Aim of the task: Report every line below that has the string "blue" in it.

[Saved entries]
........

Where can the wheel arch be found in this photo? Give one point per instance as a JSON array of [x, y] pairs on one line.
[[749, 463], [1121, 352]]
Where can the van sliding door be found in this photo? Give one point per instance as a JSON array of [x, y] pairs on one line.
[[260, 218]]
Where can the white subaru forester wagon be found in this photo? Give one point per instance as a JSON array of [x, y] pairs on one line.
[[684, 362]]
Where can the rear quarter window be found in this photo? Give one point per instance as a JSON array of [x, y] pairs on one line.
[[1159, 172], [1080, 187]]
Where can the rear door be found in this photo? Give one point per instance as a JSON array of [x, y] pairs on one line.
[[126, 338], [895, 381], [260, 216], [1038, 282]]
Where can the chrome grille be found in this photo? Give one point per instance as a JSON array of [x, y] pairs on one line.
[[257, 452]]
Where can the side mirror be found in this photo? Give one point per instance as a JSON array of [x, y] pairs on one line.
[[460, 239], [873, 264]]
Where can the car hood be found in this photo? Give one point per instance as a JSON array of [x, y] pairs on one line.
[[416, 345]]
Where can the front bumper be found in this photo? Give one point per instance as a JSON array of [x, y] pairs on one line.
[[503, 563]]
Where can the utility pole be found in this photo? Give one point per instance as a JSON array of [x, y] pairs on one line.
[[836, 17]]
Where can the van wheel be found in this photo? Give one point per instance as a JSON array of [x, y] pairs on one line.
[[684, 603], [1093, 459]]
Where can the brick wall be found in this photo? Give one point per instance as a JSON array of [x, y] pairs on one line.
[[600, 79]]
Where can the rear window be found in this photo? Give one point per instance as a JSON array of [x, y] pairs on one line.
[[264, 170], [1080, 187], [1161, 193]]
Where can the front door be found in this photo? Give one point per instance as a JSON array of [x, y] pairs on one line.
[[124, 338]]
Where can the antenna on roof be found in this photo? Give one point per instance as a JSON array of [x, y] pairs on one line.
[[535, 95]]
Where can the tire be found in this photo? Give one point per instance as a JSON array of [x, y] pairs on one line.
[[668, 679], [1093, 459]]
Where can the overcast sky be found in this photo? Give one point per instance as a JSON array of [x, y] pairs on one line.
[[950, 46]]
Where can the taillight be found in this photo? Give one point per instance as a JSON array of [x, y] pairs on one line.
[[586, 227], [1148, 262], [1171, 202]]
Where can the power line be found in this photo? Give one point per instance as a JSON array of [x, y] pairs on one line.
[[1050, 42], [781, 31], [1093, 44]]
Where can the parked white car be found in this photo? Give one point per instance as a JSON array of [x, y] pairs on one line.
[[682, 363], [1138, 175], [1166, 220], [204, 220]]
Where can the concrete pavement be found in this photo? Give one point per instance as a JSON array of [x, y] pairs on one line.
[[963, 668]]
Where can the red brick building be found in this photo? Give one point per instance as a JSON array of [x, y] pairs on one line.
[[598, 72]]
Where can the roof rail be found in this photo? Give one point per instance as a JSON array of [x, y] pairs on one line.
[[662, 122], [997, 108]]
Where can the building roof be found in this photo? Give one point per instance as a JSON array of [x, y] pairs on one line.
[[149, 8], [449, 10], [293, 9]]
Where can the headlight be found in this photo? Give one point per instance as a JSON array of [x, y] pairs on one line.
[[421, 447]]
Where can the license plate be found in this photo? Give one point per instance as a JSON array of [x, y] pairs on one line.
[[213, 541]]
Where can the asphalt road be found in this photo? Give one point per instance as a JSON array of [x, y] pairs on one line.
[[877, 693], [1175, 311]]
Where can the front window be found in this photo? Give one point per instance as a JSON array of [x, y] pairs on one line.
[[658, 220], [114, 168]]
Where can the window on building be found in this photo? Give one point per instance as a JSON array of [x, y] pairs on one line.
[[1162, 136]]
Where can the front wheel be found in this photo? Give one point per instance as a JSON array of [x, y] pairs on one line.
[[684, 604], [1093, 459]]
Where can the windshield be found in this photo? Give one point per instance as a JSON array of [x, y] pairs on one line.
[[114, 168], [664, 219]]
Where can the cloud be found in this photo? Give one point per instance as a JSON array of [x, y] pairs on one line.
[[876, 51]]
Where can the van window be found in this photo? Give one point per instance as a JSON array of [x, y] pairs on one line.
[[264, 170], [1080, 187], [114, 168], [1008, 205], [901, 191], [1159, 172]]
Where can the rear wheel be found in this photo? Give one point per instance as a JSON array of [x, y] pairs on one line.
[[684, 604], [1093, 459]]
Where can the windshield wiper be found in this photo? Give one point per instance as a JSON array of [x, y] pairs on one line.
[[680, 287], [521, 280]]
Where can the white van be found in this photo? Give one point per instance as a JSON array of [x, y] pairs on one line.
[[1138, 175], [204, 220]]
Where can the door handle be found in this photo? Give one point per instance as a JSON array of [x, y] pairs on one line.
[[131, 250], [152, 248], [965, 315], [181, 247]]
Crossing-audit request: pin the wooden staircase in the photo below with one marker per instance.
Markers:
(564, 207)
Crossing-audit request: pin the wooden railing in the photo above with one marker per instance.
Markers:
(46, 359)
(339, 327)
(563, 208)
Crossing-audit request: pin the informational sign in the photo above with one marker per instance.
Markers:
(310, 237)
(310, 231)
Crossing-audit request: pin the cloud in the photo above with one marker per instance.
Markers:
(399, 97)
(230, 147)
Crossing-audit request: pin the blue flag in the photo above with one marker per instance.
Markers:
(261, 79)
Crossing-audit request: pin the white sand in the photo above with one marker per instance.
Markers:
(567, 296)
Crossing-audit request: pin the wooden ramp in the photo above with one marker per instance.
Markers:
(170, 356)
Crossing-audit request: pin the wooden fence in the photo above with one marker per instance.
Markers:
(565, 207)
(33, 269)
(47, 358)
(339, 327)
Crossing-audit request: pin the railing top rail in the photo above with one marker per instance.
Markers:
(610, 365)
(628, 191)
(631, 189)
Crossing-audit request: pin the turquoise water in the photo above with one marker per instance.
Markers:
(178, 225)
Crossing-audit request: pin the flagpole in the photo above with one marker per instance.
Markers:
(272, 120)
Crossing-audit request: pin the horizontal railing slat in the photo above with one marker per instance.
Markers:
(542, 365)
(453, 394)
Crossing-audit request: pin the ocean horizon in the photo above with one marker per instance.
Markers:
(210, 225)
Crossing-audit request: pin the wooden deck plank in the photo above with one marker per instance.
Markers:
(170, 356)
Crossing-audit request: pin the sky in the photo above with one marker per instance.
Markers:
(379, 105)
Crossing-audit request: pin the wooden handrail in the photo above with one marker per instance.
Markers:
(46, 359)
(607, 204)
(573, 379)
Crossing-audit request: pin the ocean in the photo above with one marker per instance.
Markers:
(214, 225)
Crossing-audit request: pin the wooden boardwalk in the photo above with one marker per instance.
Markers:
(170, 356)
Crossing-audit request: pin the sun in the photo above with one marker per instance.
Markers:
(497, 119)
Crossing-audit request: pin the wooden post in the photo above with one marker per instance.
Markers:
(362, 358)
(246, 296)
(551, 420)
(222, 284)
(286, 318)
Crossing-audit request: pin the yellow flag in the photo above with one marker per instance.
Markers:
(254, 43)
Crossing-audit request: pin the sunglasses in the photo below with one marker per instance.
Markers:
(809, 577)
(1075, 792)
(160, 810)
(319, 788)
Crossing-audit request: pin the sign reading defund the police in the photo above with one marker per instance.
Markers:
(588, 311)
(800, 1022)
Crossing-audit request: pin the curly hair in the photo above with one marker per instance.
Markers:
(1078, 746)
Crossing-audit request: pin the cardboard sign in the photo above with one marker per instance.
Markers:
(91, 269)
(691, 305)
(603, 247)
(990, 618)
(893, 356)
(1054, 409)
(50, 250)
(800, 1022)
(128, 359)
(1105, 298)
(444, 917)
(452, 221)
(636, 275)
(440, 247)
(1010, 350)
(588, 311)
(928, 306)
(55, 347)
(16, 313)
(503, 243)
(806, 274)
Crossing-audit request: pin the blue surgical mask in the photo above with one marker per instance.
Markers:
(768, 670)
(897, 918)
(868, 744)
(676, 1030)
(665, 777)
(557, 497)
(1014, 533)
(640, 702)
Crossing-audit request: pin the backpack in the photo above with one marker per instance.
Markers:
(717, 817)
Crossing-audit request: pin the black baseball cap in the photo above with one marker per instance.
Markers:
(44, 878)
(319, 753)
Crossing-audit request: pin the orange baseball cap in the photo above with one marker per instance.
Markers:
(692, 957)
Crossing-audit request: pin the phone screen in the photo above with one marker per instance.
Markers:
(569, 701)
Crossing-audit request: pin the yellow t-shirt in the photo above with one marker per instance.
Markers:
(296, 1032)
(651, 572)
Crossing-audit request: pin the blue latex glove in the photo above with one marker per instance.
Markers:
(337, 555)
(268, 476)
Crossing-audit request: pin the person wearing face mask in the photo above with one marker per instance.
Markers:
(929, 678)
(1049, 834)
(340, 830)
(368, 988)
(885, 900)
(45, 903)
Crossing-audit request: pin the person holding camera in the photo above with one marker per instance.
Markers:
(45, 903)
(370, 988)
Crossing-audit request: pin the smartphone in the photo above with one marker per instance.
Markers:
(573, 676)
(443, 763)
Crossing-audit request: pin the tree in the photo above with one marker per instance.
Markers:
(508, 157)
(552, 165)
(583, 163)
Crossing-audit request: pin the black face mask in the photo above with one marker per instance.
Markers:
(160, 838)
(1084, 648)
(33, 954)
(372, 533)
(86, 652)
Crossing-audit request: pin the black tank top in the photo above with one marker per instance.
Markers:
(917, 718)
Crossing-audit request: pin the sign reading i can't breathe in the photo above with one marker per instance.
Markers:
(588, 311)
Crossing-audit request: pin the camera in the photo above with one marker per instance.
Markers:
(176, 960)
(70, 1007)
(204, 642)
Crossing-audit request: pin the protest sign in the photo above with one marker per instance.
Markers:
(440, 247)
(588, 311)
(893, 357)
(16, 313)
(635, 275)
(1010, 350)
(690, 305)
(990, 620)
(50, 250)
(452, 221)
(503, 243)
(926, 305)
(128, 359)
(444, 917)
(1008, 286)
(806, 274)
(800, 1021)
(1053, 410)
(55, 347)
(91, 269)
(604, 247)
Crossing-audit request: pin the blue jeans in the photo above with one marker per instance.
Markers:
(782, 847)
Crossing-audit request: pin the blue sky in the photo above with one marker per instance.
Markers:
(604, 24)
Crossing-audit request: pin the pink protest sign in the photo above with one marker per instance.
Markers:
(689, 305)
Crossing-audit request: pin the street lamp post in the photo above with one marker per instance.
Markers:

........

Answer below:
Crossing-audit request: pin the blue flag in the photo above with one marker per instance.
Crossing-audit request: pin the blue surgical mask in the photo above with one marker per instance.
Crossing-audit request: pin the blue latex glove in the photo above with one marker per instance.
Crossing-audit request: pin the blue jeans in the photo above with one marker per instance.
Crossing-audit request: pin the blue sky in the photo above with one marker per instance.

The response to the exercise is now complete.